AIM: Recast the material as a numbered list, starting at the line that contains "Pick out the bridge deck, placing" and ending at the final line of the material. Leave out any blank lines.

PROVIDED MATERIAL:
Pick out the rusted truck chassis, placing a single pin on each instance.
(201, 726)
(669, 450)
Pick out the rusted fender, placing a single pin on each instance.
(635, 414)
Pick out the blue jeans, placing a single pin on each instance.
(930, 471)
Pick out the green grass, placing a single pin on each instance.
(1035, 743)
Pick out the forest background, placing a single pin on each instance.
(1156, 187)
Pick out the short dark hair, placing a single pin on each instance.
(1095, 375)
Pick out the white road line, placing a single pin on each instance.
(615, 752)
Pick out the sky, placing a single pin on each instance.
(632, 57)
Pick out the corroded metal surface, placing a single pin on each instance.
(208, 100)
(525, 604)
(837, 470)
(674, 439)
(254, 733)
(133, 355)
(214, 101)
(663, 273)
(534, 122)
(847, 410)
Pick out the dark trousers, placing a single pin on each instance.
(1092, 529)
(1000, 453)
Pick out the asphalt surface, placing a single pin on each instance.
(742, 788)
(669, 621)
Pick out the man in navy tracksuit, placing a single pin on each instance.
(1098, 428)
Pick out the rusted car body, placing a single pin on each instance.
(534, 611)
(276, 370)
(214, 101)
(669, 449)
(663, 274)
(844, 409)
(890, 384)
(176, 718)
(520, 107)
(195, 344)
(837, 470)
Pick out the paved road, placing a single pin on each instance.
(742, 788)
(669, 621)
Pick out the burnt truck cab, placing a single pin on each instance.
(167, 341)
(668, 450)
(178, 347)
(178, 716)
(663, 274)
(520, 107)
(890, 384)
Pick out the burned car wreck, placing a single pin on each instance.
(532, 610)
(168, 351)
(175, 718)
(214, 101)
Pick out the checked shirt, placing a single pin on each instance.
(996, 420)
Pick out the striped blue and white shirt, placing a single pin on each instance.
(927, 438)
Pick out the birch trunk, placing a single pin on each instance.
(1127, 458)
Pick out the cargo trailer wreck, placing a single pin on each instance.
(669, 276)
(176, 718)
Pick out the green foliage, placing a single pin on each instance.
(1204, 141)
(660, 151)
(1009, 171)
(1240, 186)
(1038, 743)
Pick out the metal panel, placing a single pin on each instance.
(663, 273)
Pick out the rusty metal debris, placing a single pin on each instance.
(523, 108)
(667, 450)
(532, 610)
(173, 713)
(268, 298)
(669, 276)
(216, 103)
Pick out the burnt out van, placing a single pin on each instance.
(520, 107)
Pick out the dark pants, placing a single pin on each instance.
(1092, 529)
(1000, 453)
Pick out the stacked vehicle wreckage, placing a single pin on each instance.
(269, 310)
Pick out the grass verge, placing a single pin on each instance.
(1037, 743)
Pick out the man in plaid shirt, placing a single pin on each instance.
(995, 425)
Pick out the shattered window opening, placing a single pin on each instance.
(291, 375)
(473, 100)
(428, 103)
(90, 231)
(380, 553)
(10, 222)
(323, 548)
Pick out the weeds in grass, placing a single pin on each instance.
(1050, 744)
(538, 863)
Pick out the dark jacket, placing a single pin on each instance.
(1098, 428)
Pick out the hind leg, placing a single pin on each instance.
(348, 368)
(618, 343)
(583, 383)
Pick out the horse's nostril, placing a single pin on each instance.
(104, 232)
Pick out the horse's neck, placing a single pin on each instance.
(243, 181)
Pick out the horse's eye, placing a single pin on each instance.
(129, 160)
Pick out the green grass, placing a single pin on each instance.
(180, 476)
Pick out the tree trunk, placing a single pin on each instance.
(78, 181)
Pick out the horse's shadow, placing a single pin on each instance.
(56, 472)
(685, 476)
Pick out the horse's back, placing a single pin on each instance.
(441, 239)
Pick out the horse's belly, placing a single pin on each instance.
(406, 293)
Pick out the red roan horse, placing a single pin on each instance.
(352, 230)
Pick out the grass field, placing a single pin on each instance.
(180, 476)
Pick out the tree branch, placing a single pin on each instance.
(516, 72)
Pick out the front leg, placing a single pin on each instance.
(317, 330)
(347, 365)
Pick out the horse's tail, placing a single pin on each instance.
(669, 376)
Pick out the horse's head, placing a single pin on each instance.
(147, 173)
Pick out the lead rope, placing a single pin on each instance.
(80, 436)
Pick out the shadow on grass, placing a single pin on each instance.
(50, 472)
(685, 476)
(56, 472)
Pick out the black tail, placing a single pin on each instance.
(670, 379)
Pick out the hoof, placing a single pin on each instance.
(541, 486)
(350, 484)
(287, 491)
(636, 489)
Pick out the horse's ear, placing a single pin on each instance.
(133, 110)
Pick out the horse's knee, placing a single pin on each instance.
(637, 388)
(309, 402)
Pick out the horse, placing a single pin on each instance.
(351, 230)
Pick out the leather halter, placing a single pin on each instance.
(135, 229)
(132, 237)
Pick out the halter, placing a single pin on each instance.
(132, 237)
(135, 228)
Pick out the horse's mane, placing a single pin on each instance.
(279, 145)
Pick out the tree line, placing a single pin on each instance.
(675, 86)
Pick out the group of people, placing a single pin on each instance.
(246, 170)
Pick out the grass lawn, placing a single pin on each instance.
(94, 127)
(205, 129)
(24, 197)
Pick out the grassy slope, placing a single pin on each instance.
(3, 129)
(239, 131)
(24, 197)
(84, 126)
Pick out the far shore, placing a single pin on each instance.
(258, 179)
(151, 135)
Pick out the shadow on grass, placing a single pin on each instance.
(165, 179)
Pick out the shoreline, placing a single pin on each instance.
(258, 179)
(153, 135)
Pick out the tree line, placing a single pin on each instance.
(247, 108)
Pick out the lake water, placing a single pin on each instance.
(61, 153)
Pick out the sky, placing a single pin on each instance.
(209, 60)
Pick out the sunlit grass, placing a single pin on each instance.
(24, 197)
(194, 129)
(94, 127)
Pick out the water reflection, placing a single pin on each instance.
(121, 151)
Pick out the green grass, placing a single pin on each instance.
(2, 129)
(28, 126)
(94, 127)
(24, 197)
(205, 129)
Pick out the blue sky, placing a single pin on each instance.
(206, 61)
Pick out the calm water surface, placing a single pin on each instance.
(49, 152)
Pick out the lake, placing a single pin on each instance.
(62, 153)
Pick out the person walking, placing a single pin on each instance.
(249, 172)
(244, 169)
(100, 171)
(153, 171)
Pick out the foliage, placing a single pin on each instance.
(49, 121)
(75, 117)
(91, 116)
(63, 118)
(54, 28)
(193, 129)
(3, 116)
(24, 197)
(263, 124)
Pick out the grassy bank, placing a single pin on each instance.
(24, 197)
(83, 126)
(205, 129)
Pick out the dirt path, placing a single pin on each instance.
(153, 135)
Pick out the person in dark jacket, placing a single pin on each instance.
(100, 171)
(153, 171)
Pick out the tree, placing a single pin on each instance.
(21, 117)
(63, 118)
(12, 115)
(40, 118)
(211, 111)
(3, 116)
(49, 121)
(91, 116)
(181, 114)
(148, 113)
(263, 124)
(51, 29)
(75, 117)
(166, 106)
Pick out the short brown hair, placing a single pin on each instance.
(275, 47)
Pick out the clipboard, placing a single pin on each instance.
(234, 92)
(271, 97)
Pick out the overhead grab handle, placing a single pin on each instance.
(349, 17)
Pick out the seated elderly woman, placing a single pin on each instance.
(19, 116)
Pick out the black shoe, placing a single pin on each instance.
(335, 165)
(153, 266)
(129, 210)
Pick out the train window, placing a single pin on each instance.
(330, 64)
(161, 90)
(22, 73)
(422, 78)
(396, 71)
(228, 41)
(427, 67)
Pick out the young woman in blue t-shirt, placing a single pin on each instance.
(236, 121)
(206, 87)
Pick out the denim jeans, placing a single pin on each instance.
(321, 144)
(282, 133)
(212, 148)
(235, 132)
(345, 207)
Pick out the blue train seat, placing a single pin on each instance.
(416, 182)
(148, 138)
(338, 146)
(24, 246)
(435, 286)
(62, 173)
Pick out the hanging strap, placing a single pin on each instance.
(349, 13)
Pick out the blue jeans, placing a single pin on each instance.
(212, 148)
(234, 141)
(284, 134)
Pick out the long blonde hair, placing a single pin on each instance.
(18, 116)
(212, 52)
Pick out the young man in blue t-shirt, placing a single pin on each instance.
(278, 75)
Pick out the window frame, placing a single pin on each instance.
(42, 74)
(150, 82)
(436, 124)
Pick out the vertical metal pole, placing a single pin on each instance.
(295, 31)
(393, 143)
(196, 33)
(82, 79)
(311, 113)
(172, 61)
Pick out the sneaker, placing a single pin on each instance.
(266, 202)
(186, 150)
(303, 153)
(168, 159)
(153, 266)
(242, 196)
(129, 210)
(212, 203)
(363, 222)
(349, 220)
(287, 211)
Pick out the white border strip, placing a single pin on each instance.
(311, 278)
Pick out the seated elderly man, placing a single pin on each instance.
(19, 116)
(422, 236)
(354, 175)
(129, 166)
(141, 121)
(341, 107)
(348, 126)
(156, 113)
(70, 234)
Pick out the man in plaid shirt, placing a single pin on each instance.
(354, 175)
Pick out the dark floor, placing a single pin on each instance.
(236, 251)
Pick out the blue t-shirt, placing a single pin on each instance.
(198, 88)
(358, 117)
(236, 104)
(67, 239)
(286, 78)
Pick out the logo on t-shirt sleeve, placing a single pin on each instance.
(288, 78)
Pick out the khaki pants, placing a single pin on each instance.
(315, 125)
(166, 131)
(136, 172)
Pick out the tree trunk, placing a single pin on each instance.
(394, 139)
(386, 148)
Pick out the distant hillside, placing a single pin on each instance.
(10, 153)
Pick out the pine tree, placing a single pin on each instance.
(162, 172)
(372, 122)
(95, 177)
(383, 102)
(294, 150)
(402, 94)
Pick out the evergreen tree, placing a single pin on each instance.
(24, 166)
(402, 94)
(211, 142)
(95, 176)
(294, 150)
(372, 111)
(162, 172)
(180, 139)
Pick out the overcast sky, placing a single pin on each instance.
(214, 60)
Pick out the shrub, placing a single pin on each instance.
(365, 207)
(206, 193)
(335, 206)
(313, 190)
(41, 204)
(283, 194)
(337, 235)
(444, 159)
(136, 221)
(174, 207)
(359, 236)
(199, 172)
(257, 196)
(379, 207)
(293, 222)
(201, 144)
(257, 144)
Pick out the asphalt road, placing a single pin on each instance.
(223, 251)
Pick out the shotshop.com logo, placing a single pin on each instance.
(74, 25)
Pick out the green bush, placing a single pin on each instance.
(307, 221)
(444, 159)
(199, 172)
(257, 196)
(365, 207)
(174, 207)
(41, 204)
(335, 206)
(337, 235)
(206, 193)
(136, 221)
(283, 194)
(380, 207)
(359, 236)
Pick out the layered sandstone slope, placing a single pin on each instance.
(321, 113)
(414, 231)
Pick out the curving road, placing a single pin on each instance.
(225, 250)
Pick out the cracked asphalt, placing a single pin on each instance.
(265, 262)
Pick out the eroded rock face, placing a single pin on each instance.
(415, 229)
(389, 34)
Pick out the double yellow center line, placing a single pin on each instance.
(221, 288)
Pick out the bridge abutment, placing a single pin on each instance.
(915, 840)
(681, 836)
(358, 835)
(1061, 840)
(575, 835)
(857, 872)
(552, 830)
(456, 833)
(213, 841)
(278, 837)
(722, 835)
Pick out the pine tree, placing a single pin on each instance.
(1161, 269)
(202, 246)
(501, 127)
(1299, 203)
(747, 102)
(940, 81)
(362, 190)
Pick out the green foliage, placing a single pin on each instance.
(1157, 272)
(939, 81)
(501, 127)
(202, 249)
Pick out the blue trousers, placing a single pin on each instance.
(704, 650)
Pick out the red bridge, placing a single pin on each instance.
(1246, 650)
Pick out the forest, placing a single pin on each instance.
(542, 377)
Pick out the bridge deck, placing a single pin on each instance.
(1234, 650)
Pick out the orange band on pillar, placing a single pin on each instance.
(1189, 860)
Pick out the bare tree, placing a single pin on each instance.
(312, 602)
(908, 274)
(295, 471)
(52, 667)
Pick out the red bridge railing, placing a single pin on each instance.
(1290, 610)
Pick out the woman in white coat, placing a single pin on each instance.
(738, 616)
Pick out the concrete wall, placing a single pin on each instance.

EXERCISE SOLUTION:
1. Pick out the bridge deck, placing a single pin on each instance.
2. (1234, 650)
3. Pick out the orange band on pillar, placing a single pin on each instance.
4. (1189, 860)
5. Pick out the bare tree, placing a single pin on each instance.
6. (312, 602)
7. (908, 274)
8. (295, 471)
9. (52, 667)
10. Pick out the red bridge railing, placing a single pin on each instance.
11. (1290, 610)
12. Pick out the woman in white coat, placing a single pin on each instance.
13. (738, 616)
14. Pick out the concrete wall, placing a single pin on each instance.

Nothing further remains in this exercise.